EXCERPTED DATA =>
****************

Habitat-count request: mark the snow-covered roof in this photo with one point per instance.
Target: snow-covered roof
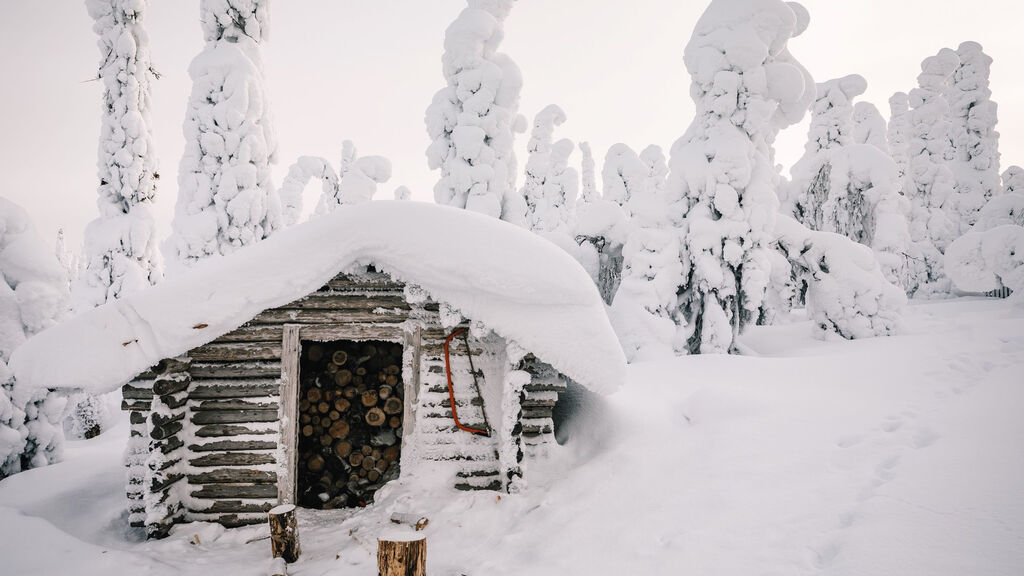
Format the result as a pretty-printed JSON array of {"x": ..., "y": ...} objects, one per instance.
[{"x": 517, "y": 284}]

****************

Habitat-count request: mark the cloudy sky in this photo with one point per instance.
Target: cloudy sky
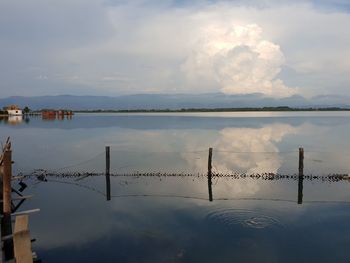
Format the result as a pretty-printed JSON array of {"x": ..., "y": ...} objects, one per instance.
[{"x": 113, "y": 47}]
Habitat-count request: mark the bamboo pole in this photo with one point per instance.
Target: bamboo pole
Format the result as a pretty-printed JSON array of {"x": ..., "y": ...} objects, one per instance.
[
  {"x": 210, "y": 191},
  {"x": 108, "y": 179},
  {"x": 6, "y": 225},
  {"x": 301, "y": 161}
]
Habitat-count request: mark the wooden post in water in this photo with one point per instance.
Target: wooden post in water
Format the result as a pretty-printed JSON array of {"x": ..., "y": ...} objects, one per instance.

****************

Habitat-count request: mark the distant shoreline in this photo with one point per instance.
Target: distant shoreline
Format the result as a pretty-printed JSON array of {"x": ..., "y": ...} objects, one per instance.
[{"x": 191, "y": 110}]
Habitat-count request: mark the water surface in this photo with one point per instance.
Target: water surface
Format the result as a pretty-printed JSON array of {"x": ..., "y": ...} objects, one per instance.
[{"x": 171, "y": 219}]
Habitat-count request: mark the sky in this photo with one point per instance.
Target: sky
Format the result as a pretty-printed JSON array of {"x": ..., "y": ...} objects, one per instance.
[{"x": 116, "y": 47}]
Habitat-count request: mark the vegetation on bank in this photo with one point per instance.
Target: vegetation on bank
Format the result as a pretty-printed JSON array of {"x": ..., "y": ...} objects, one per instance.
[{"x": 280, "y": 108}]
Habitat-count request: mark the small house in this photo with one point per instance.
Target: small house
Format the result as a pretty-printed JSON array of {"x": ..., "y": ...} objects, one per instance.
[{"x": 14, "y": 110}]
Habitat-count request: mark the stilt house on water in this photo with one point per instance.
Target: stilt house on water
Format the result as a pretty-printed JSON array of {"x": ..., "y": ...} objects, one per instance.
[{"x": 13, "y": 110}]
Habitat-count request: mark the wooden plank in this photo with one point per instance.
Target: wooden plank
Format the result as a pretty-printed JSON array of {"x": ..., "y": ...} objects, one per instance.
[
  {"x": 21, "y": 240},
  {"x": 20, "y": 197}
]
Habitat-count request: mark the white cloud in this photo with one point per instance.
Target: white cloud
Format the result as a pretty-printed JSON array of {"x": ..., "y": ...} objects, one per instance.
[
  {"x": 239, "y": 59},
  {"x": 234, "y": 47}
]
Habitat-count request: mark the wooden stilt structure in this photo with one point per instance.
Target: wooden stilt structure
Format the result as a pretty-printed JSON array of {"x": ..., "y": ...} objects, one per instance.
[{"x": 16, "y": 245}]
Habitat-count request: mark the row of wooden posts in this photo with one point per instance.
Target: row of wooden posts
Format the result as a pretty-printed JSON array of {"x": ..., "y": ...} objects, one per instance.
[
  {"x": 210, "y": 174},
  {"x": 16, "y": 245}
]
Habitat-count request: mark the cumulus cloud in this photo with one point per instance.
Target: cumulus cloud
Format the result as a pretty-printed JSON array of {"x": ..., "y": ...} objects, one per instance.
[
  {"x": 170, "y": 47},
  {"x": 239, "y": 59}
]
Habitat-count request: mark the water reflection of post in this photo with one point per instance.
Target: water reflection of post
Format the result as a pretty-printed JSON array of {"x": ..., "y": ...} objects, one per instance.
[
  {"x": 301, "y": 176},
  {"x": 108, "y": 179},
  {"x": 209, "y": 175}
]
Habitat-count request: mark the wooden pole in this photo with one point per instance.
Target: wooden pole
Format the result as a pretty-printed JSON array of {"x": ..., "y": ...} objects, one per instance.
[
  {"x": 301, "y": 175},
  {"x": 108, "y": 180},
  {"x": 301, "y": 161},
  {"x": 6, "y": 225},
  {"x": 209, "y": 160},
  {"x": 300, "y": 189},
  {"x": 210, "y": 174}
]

****************

Identify every line of the data above that contains the string "plank", and copy each of those lines in full. Case counts.

COMPLETE RESPONSE =>
Habitat-count request: mark the wooden plank in this photo with one point per instance.
Target: wooden plank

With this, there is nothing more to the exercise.